WHAT YOU SHOULD DO: State how many lines in the listing below include the word "instance". Give nothing but the number.

DATA PROVIDED:
==========
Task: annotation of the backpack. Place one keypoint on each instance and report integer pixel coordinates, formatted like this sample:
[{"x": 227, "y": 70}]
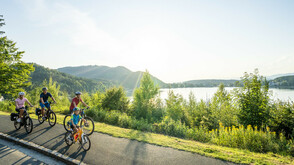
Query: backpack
[
  {"x": 13, "y": 116},
  {"x": 38, "y": 111}
]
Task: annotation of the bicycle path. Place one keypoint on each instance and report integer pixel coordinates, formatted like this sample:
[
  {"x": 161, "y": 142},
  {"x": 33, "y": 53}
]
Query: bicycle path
[{"x": 105, "y": 149}]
==========
PROBLEM SOLUTION: 2